TASK TO COMPLETE ->
Pick out each line in the material below that contains the string "blue" and copy those lines. Case counts.

STORED DATA ->
• • •

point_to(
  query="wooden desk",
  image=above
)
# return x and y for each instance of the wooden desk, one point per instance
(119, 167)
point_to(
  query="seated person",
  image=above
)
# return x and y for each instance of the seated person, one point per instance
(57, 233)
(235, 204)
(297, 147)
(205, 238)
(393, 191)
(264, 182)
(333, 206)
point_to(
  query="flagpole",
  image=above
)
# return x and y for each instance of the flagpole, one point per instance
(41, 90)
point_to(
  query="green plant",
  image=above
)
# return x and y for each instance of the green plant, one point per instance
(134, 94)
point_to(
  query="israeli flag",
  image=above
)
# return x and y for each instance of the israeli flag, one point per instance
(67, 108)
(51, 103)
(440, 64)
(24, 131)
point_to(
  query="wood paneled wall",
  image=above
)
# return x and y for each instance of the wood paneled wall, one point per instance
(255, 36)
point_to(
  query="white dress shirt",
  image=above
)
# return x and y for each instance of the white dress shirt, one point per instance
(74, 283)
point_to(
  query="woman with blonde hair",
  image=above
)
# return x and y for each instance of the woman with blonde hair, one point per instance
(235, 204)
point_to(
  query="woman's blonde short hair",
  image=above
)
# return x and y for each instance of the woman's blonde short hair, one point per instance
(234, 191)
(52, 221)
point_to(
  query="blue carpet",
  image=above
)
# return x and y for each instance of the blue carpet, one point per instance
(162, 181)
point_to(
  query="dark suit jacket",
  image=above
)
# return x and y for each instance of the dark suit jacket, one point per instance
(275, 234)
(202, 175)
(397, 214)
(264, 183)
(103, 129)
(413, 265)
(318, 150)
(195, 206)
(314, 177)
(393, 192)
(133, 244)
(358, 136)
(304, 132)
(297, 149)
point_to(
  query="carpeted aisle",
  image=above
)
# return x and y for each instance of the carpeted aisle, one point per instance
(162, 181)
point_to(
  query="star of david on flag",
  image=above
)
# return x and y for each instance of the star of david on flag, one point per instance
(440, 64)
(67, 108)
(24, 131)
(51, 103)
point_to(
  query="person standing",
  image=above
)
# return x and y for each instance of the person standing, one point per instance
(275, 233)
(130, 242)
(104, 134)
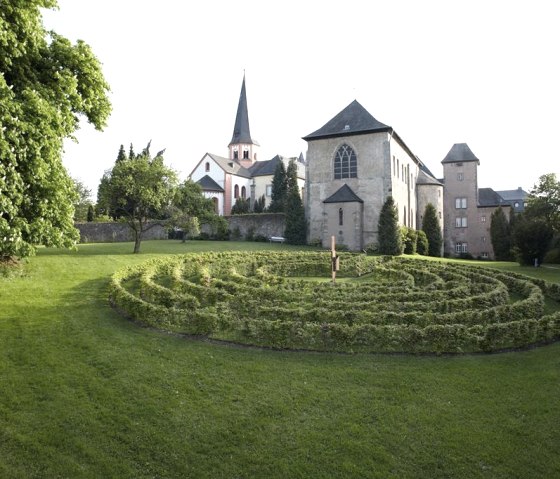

• • •

RESULT FOR THIS EXERCISE ->
  query="blue carpet",
# return x and y for each instance of the blue carpet, one point per instance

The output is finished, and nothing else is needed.